▸ **EXERCISE TEXT**
----

NORTHAMPTON — Legal experts and transgender advocates in Massachusetts denounced Tuesday’s Supreme Court decision to uphold state laws barring transgender girls and women from playing on school athletic teams, calling it another effort to chip away at the civil rights for transgender people.

“This is why we can’t afford to other trans people,” said Ali Wicks Lim, a Montague resident and founder and director of the volunteer organization Rainbow Organizing and Response. “This is why we need to stand with them and name and acknowledge the targeting that is going on.”

The court’s six-justice conservative majority, which has repeatedly ruled against transgender Americans in the past year, ruled that state bans in Idaho and West Virginia don’t violate the Constitution. Three justices were in the minority.

The entire court, however, unanimously agreed that barring transgender girls and women doesn’t run afoul of the federal law known as Title IX, which prohibits sex discrimination in education.

Justice Brett Kavanaugh wrote for the court that, “states may maintain women’s and girls’ sports for biological females.”

----

▸ **RECORD SET**
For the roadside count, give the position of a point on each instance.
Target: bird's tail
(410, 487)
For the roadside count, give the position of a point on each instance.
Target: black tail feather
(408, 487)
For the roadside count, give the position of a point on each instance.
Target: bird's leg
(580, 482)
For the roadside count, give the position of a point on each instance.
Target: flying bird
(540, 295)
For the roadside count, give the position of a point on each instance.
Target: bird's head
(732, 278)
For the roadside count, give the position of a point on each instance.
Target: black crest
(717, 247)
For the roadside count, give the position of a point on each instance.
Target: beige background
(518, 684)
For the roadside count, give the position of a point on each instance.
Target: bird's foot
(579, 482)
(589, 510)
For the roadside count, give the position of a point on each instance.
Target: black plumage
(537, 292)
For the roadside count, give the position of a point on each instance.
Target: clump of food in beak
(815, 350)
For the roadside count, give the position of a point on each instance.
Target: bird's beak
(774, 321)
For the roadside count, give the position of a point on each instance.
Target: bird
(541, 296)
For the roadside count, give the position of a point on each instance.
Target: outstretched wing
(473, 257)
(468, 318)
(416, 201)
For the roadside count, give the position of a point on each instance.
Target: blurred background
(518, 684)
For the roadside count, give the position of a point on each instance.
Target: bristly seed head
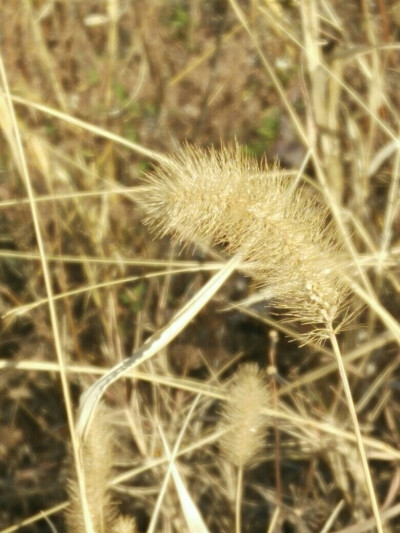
(242, 416)
(226, 197)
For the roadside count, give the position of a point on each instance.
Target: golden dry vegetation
(94, 97)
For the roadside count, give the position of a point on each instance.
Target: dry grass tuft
(242, 418)
(282, 231)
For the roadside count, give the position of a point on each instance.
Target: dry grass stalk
(97, 454)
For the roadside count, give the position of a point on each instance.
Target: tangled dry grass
(92, 96)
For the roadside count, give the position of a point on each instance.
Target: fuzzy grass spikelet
(242, 416)
(97, 461)
(282, 232)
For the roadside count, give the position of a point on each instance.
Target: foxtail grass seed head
(227, 198)
(97, 459)
(242, 416)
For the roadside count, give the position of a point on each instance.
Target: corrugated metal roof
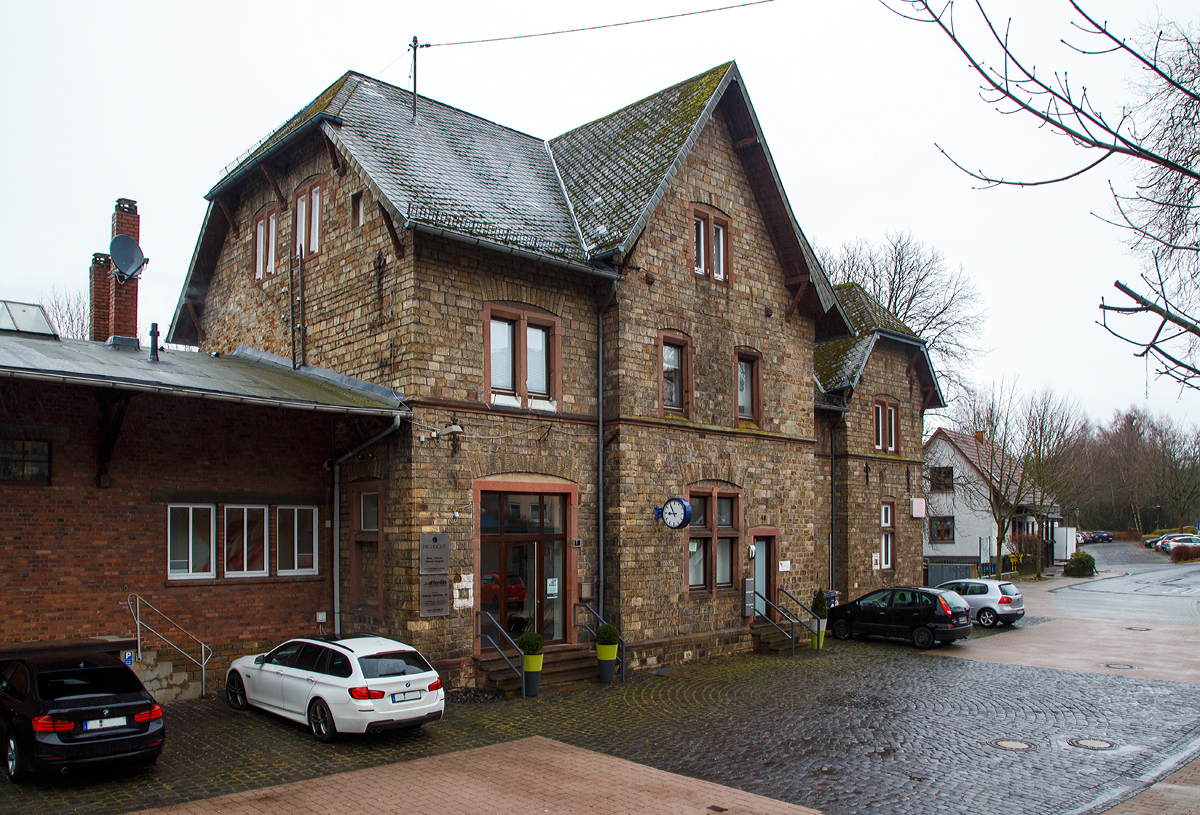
(246, 376)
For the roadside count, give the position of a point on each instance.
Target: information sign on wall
(435, 595)
(435, 553)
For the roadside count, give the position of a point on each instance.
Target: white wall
(972, 516)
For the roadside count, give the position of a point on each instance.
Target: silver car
(991, 600)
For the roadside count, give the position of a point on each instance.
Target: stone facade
(867, 477)
(415, 321)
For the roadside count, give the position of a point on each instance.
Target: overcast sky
(151, 100)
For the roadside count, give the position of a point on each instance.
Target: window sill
(184, 582)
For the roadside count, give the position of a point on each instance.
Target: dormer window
(709, 244)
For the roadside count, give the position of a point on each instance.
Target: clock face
(676, 513)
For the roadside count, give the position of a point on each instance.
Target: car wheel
(235, 691)
(12, 767)
(321, 721)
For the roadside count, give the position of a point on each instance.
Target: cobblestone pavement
(870, 726)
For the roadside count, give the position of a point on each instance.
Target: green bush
(1081, 564)
(529, 643)
(820, 610)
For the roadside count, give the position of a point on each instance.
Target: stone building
(873, 391)
(610, 318)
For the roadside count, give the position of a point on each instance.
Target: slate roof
(982, 455)
(247, 376)
(570, 202)
(839, 363)
(613, 166)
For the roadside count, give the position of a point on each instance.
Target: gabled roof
(247, 376)
(994, 466)
(573, 202)
(839, 363)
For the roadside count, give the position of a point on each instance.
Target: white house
(960, 527)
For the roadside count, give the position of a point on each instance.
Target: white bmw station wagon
(352, 685)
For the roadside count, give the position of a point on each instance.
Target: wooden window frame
(267, 540)
(523, 318)
(947, 523)
(269, 265)
(886, 420)
(305, 228)
(887, 535)
(24, 459)
(316, 540)
(667, 337)
(358, 209)
(709, 534)
(361, 539)
(708, 220)
(755, 359)
(213, 543)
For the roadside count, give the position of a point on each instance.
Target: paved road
(871, 726)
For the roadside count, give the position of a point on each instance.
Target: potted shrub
(531, 646)
(820, 612)
(606, 651)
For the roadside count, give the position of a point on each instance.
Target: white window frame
(295, 541)
(245, 529)
(887, 534)
(213, 543)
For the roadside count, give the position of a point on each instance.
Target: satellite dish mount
(127, 258)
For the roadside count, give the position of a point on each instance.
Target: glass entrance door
(521, 562)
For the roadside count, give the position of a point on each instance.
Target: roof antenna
(414, 46)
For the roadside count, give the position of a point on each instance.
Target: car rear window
(109, 679)
(394, 663)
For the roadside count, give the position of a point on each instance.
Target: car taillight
(45, 724)
(155, 712)
(365, 693)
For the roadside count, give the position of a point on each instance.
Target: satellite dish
(126, 257)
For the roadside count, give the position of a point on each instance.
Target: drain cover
(1091, 743)
(1012, 744)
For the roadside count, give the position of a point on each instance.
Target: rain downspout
(604, 307)
(336, 466)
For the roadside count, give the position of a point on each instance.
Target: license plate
(100, 724)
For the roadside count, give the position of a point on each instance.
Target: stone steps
(562, 666)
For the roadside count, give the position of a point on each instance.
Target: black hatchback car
(922, 615)
(64, 709)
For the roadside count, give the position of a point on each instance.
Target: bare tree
(1176, 466)
(1159, 130)
(1024, 447)
(941, 304)
(70, 312)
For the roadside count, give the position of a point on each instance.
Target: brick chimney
(114, 304)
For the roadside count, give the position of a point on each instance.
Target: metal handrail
(785, 615)
(135, 603)
(479, 633)
(621, 640)
(796, 600)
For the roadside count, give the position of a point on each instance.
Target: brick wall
(73, 551)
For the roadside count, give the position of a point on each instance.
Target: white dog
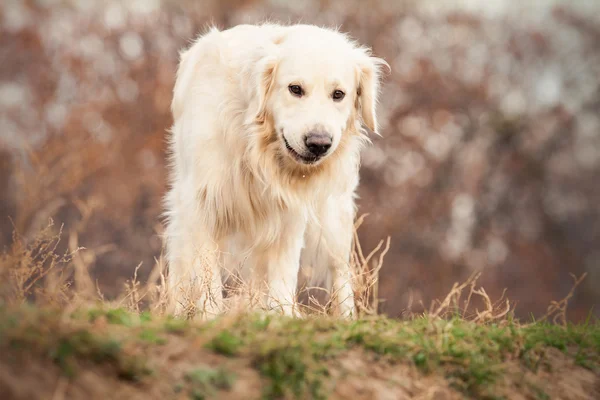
(264, 162)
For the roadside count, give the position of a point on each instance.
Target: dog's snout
(318, 143)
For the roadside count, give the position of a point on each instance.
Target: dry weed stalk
(557, 310)
(24, 266)
(450, 305)
(366, 272)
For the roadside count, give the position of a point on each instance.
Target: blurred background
(489, 158)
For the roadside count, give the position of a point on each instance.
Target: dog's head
(316, 86)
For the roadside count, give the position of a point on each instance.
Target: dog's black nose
(317, 143)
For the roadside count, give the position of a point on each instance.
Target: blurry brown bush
(489, 159)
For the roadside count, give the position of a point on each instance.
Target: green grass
(293, 355)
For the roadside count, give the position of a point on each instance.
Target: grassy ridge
(294, 358)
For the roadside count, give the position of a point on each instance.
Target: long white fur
(238, 201)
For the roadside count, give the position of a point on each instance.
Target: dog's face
(314, 89)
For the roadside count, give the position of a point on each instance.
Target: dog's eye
(296, 90)
(338, 95)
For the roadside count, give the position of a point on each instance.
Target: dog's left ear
(369, 78)
(264, 76)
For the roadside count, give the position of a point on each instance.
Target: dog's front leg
(283, 262)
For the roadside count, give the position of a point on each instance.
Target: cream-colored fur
(240, 200)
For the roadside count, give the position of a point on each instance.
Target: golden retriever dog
(269, 121)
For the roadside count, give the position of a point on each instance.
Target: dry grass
(470, 352)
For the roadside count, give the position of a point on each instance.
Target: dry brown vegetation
(487, 162)
(60, 337)
(486, 175)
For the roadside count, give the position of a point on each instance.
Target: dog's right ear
(264, 77)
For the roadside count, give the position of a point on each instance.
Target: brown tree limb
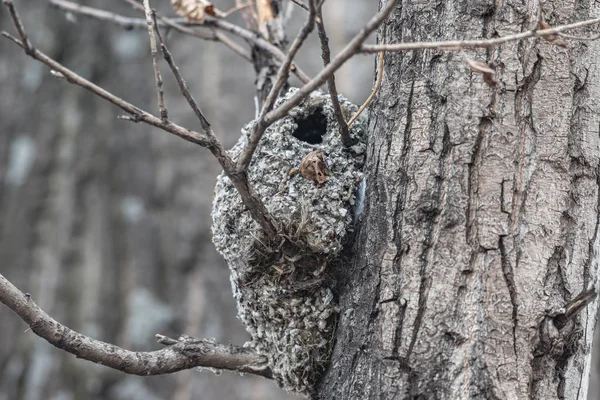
(240, 180)
(373, 93)
(352, 48)
(138, 115)
(130, 23)
(300, 4)
(184, 354)
(216, 36)
(282, 77)
(164, 115)
(333, 94)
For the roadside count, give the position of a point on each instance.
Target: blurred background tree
(106, 223)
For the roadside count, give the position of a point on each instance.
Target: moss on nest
(281, 285)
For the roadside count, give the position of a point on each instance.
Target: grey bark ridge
(481, 220)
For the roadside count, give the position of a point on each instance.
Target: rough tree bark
(481, 217)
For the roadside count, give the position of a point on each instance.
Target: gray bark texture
(481, 217)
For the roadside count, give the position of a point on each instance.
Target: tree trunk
(481, 219)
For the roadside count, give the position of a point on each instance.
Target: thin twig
(216, 36)
(179, 355)
(374, 92)
(455, 45)
(130, 23)
(352, 48)
(223, 25)
(25, 43)
(300, 4)
(183, 88)
(138, 114)
(117, 19)
(255, 206)
(582, 38)
(240, 180)
(281, 79)
(326, 56)
(164, 116)
(256, 40)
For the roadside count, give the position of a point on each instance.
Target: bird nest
(308, 182)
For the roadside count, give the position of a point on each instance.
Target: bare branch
(121, 20)
(180, 355)
(183, 88)
(164, 116)
(326, 56)
(373, 93)
(138, 114)
(217, 36)
(300, 4)
(256, 40)
(240, 180)
(207, 139)
(25, 43)
(455, 45)
(281, 79)
(352, 48)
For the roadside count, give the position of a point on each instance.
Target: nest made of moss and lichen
(281, 284)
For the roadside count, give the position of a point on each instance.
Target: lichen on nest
(281, 285)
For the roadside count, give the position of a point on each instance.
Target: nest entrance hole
(312, 127)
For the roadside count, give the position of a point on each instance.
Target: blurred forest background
(107, 223)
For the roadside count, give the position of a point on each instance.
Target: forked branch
(206, 138)
(181, 354)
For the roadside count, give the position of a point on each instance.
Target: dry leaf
(553, 38)
(194, 10)
(489, 75)
(313, 167)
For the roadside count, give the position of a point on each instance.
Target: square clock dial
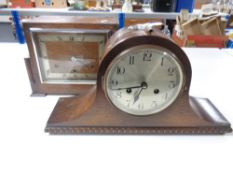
(68, 56)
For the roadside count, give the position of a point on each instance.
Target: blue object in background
(121, 19)
(18, 29)
(230, 44)
(185, 4)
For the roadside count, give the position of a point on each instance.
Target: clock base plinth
(92, 114)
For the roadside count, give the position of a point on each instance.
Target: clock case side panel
(39, 88)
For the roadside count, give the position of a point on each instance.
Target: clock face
(143, 80)
(64, 57)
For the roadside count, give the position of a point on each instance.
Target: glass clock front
(65, 56)
(144, 80)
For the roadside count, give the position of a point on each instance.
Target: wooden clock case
(92, 113)
(105, 26)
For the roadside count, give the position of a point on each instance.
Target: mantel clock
(142, 88)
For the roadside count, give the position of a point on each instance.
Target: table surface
(26, 149)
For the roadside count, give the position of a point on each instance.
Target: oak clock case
(65, 52)
(142, 88)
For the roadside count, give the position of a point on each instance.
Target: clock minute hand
(136, 97)
(133, 87)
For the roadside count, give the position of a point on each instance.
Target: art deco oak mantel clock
(65, 52)
(142, 87)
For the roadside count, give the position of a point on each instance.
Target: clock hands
(136, 95)
(134, 87)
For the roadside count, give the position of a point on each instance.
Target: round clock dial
(144, 80)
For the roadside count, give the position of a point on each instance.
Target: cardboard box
(21, 3)
(51, 3)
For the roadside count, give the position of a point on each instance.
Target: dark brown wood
(64, 22)
(92, 113)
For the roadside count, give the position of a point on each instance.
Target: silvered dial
(144, 80)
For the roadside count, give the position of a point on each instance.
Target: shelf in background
(67, 12)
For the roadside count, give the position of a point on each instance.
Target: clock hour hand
(136, 96)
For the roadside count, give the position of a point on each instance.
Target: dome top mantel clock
(142, 88)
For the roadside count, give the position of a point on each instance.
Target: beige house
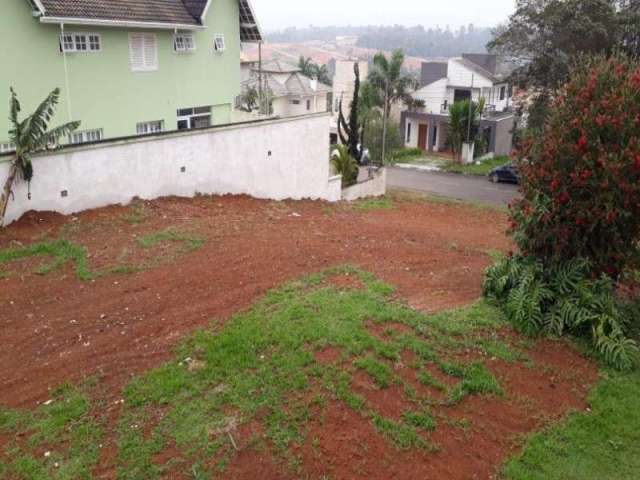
(291, 93)
(472, 76)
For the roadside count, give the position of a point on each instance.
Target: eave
(118, 23)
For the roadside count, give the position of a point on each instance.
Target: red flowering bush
(581, 176)
(578, 223)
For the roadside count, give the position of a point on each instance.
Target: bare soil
(56, 328)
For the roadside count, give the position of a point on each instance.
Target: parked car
(506, 173)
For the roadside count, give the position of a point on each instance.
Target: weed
(62, 252)
(191, 242)
(476, 380)
(383, 203)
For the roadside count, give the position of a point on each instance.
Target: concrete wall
(275, 159)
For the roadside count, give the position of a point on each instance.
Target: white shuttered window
(143, 52)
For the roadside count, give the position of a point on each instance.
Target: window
(143, 52)
(80, 42)
(85, 136)
(145, 128)
(184, 42)
(218, 42)
(6, 147)
(196, 117)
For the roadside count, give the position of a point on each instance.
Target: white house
(292, 94)
(444, 83)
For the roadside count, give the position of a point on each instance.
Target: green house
(125, 68)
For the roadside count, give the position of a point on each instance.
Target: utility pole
(384, 121)
(260, 78)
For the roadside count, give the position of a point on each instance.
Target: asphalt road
(452, 185)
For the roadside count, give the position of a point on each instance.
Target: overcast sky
(277, 14)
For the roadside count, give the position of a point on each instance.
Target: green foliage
(62, 252)
(374, 134)
(65, 428)
(476, 380)
(190, 242)
(564, 299)
(262, 363)
(344, 164)
(30, 136)
(602, 443)
(464, 123)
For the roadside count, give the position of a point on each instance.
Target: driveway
(452, 185)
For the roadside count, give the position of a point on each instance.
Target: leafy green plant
(564, 299)
(30, 136)
(344, 164)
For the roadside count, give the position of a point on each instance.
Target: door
(423, 131)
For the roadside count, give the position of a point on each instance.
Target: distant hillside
(415, 41)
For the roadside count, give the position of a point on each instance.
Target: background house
(125, 68)
(291, 93)
(443, 83)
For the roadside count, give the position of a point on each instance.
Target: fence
(275, 159)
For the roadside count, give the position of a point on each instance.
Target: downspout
(66, 73)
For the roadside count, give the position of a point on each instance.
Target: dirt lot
(56, 328)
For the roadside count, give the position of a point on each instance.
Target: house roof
(278, 66)
(432, 72)
(143, 13)
(297, 85)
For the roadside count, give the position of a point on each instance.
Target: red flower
(583, 142)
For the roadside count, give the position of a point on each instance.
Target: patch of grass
(62, 252)
(380, 372)
(481, 169)
(64, 429)
(190, 242)
(476, 380)
(373, 204)
(421, 420)
(429, 380)
(262, 363)
(604, 443)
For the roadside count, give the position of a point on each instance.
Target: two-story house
(444, 83)
(291, 93)
(125, 67)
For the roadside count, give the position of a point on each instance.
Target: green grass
(62, 252)
(58, 441)
(262, 363)
(481, 169)
(190, 242)
(383, 203)
(602, 444)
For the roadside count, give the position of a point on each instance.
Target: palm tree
(30, 136)
(464, 124)
(388, 77)
(344, 164)
(306, 66)
(369, 107)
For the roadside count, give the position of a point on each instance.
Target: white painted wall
(433, 95)
(226, 160)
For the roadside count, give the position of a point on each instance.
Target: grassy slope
(604, 444)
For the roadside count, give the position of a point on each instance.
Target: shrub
(581, 175)
(344, 164)
(564, 299)
(373, 140)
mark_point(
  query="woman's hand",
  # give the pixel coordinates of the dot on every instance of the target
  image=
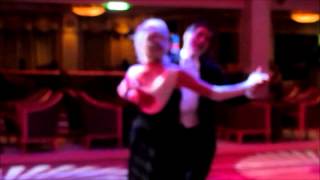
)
(257, 77)
(255, 82)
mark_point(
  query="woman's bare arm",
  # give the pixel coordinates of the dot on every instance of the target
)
(219, 92)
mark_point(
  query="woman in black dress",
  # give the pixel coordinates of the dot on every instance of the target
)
(152, 85)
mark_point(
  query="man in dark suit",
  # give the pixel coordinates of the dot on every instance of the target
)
(199, 134)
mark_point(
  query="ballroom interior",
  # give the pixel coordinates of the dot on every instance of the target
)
(62, 60)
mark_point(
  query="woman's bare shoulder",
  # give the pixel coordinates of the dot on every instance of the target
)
(134, 70)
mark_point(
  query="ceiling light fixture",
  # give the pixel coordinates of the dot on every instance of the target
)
(117, 5)
(88, 10)
(305, 17)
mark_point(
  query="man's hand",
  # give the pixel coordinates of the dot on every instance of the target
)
(140, 98)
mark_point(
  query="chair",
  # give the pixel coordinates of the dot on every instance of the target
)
(248, 119)
(9, 110)
(308, 116)
(101, 120)
(38, 120)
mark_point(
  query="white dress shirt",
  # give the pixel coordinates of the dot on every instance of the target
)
(189, 100)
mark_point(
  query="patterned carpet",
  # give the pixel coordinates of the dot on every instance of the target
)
(286, 161)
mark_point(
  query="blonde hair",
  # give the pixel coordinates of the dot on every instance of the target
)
(148, 26)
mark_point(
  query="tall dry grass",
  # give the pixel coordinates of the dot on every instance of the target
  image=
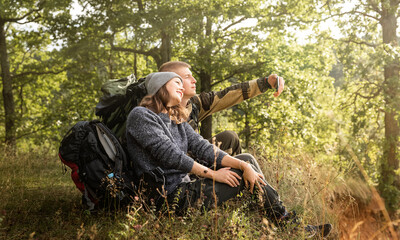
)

----

▸ **BRIEF A**
Set down the portion of the Supreme Court ruling article exactly as it appears, everything from "The court’s six-justice" down to "in the minority.".
▸ **BRIEF B**
In one to three sentences, explain why, according to the Supreme Court ruling article, legal experts and transgender advocates in Massachusetts denounced the decision.
▸ **BRIEF C**
Continue the Supreme Court ruling article, picking up right after its final sentence.

▸ **ANSWER A**
The court’s six-justice conservative majority, which has repeatedly ruled against transgender Americans in the past year, ruled that state bans in Idaho and West Virginia don’t violate the Constitution. Three justices were in the minority.

▸ **ANSWER B**
They denounced the decision because they saw it as another effort to chip away at the civil rights of transgender people. The ruling upheld state laws barring transgender girls and women from playing on school athletic teams.

▸ **ANSWER C**
Despite attempts to frame the ruling as a victory for cisgender athletes, Elizabeth Sharrow, a University of Massachusetts Amherst professor in the School of Public Policy, read the ruling as an antiquated interpretation of Title IX. The rhetoric of separating transgender and cisgender women based on any biological differences, Sharrow said, discredits the athletic ability and validity of all female athletes.

“It’s just profoundly sexist to argue that girls and women in sports require some athletes get kicked off the team in order for them to have the opportunity that they deserve,” Sharrow said. “It’s just a frame that denies the notions of equal opportunity that I think the folks who wrote Title IX initially, would have had in mind.”

More than two dozen other Republican-led states have adopted bans on female transgender athletes, and the Supreme Court’s decision seems certain to extend to them as well, experts said.

However, state laws permitting transgender athletes to compete consistent with their gender identity came out of the decision unscathed. ACLU Massachusetts Legal Director Jessie Rossman said this case was specifically about bans under federal law, not rights enabled by state regulations. 

“The first footnote makes clear that this decision was not speaking to whether states and municipalities could enable trans athletes to participate in school sports consistent with their gender identity,” Rossman said. 

Massachusetts laws and regulations require schools to establish safe and inclusive environments for all students. Discrimination based on gender identity is prohibited, and students must have an opportunity to participate on the sports team that is consistent with their gender identity.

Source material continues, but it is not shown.